> Work to be completed
An exact copy of every record is needed.

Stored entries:

· · · ·

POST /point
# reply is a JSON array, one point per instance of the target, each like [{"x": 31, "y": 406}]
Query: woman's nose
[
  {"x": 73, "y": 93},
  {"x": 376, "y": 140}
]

· · · ·

> Problem solution
POST /point
# reply is a JSON array, one point per instance of the target, each like [{"x": 31, "y": 406}]
Query: woman's nose
[
  {"x": 73, "y": 93},
  {"x": 376, "y": 140}
]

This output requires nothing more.